Via forgirls.girlscouts.org
Via forgirls.girlscouts.org

As you might have guessed, the career dolls and interactive website still promote a very narrow sense of what it means to be a woman in the workplace providing only 20 options of career and focusing, of course, on what one would wear to this given career. In short, it’s not about what kind of life and opportunities a given career offers, it’s how cute you look in the costume of that career. In the site’s interactive quiz you are allowed to choose one of only three avatars with the same outfit to represent yourself in the career game — Barbie (long blond hair, fair skin), Teresa (long light brown hair, olive skin) and Nikki (long black hair, slightly darker skin.) In direct contrast to the rest of the Girl Scouts site, and even the Barbie “I Can Be” booklet, which shows some masculine-of-center women and non-thin women and women of color at their actual jobs doing actual work, this Barbie quiz allows viewers to choose between only three types of girlness, which are all wearing the same body and the same white-shirt, tight jean capris, pink wedge sandals. In short, actually only one type.

Via forgirls.girlscouts.org
Via forgirls.girlscouts.org

But here’s the thing: the Barbie brand will probably exist until the end of the world and be a little f*cked up, but it’s Girl Scouts USA that’s the disappointment here. This new partnership with Barbie, and the creation of the “For Girls” section of the Girl Scouts site makes a clear connection between girlness and a narrow, appearance-centered, superficial approach to career. This kind of Barbied-up world view is “for girls,” this new site says, thus girls are for it.

This kind of one type fits all approach to girlness and using the word “girl” to mean a second class or appearance-focused approach to life isn’t new, but it’s all the more troubling because it’s happening at the same time as other major brands take real strides to break it down. The Always #Like a Girl campaign has received lots of snaps in this department, for its video exploring why we use “like a girl” as an insult to describe the way female bodies do physical tasks like run, throw, and punch.

By creating this “For Girls” section of their site and featuring the Barbie products, the Girl Scouts have made a dramatic shift in their branding and in the language they use to describe their girls, which up until now has been pretty conscious of making the “girl” in Girl Scouts mean a lot of different things. In 2012, a trans girl joined a Colorado troop despite widespread opposition and the Girl Scouts promotes outdoor adventure as well as leadership skills and social change work. According to a 2012 national study of fourth through eighth grade Girl Scouts, “When girls get outdoors on a monthly basis in Girl Scouts, doing even casual outdoor activities, they are much more likely to agree that they’ve learned to recognize their strengths, to do something they thought they couldn’t do, and to gain skills that will help them do better in school.”

Via girlscouts.org
Via girlscouts.org

As we know, the language we use to make connections between people and concepts matters, and the Girl Scouts have taken a big leap backwards in the conversation about how to make the word “girl” inclusive and strong and how to separate toys from assumptions about who should play with those toys if they want to be “like a girl.”

→ **Work to complete**
A – From the passage on the Girl Scouts and Barbie, translate this sentence into Spanish: "This kind of Barbied-up world view is “for girls,” this new site says, thus girls are for it."
B – In the passage on the Girl Scouts and Barbie, how many career options do the career dolls and interactive website provide?
C – Rewrite the stretch from "This kind of one" through "throw, and punch." of the passage on the Girl Scouts and Barbie, renaming "campaign" as "initiative".

→ **Extracted entries**

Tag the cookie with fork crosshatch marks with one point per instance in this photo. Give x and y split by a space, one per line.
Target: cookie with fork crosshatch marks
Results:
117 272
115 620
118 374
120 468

→ **Task solutions**
A – Este tipo de visión del mundo al estilo Barbie es “para chicas”, dice este nuevo sitio; por lo tanto, las chicas son para ella.

B – Only 20.

C –
This kind of one type fits all approach to girlness and using the word “girl” to mean a second class or appearance-focused approach to life isn’t new, but it’s all the more troubling because it’s happening at the same time as other major brands take real strides to break it down. The Always #Like a Girl initiative has received lots of snaps in this department, for its video exploring why we use “like a girl” as an insult to describe the way female bodies do physical tasks like run, throw, and punch.